■ **What you need to do**
Repeat the whole listing, keeping each line as it is.

■ **Data to examine**

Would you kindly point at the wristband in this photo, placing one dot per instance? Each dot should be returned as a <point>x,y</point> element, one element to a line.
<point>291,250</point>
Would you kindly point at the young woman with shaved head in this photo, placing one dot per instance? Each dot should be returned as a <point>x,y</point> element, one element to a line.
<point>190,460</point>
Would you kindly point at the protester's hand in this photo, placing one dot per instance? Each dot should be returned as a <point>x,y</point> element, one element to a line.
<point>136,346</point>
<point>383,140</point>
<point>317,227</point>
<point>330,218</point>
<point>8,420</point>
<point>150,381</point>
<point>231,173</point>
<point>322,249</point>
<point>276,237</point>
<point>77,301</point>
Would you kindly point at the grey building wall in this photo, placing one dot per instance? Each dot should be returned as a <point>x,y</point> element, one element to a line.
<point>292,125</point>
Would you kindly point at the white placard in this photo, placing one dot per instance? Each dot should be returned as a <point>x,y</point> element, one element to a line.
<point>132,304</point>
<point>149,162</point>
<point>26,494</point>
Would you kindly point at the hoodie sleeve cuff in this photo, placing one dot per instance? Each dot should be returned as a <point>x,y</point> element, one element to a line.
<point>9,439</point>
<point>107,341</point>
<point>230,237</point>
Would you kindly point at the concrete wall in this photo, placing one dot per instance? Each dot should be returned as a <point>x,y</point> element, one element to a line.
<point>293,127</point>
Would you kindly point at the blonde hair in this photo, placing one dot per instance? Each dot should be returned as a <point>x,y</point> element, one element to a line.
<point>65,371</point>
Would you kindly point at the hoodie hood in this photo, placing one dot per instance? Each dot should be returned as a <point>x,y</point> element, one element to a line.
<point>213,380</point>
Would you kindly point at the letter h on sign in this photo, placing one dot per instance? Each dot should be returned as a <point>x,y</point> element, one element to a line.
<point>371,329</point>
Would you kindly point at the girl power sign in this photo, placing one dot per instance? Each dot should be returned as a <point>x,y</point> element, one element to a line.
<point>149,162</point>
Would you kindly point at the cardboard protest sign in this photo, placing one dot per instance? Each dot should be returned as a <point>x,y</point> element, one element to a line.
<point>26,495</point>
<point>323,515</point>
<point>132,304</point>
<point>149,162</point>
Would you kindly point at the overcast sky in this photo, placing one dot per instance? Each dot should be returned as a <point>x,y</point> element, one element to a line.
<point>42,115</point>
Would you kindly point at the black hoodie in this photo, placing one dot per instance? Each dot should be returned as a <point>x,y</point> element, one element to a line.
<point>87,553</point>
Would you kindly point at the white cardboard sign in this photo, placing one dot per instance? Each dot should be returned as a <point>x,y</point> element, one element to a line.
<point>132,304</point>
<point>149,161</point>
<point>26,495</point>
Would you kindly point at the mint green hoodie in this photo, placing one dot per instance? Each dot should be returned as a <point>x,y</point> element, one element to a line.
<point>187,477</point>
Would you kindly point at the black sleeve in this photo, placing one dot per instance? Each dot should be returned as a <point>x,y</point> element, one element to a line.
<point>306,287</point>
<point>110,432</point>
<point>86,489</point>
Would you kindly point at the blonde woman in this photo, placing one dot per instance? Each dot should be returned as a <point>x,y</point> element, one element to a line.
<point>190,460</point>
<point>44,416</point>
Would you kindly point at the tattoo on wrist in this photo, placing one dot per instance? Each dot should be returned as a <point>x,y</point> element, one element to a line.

■ **Written answer**
Would you kindly point at the wristband in this photo, placing one dot per instance? Each dot should be returned as a <point>x,y</point> element, one element to a line.
<point>291,250</point>
Would you kindly point at the young woman with shaved head in this photo, placing one dot per instance? Each dot should be returned as a <point>x,y</point> element, one element to a line.
<point>190,460</point>
Would you kindly point at the protester's hand in this photo, placing one dot per instance? Each dot should be returned as a <point>x,y</point> element, one element to a line.
<point>136,346</point>
<point>383,140</point>
<point>317,227</point>
<point>330,218</point>
<point>8,420</point>
<point>150,381</point>
<point>231,173</point>
<point>322,249</point>
<point>276,237</point>
<point>77,301</point>
Would you kindly point at the grey building wall in this photo, placing one dot per instance? Each dot should be returned as a <point>x,y</point> element, one element to a line.
<point>292,125</point>
Would you kindly point at the white placard in this photo, placing one dot per instance? Each dot should be returned as a <point>x,y</point> element, one element to a line.
<point>132,304</point>
<point>149,162</point>
<point>26,494</point>
Would you kindly point at the hoodie sleeve cuff in this photo, placing one dot per instance? Each dot should be returned as a <point>x,y</point> element, one element to a line.
<point>9,439</point>
<point>107,341</point>
<point>230,237</point>
Would you kindly point at the concrete wall in this photo, placing one dot per instance? Each dot should be returned as a <point>x,y</point> element, one element to a line.
<point>293,127</point>
Would you kindly point at the blonde hair in this photo, placing one dot per instance? Each dot should be returned as a <point>x,y</point> element, one element to a line.
<point>65,371</point>
Would you kindly point at the hoodie hood in this photo, placing one dot per instance? Each dot should be returned as a <point>x,y</point> element, one element to a line.
<point>213,380</point>
Would you kindly point at the letter h on sign in this photo, placing one dot per instance? Each dot should be returned as a <point>x,y</point> element, one element to a line.
<point>371,329</point>
Would you kindly point at the girl power sign in this photo, placing one dot per instance? Each dot should be returned as a <point>x,y</point> element, one element to a line.
<point>149,162</point>
Would you kindly point at the cardboard protest sign in this photo, placing one dot per instance? Each dot should be returned as a <point>x,y</point> element, one element to a line.
<point>26,495</point>
<point>323,515</point>
<point>132,304</point>
<point>149,162</point>
Would you kindly point at the overcast sky in this photo, placing one dot per instance? Each dot should be returned as a <point>x,y</point> element, one element to a line.
<point>42,115</point>
Would you kindly point at the black hoodie in this photo, placing one dot per instance? Each dot should be returned as a <point>x,y</point> element, one element to a line.
<point>87,553</point>
Would you kindly point at the white cardboard sign in this photo, placing one dot per instance? Each dot should be returned as a <point>x,y</point> element, one element to a line.
<point>132,304</point>
<point>149,161</point>
<point>26,495</point>
Would you kindly point at the mint green hoodie in this photo, placing one dot per instance? Each dot should be returned as a <point>x,y</point> element, one element to a line.
<point>187,477</point>
Would you kindly point at the black sleeve in this photo, placing one dot per instance? Each dot should be returned as a <point>x,y</point> element, one element to a line.
<point>306,287</point>
<point>110,432</point>
<point>86,489</point>
Would you kindly point at the blonde woman in this photo, placing one dot per instance? Each dot should be returned as a <point>x,y</point> element, one element to a line.
<point>190,460</point>
<point>44,416</point>
Would you kindly point at the tattoo on wrist in this photo, placing one dot per instance? Each dot should be returned as a <point>x,y</point> element, one element to a line.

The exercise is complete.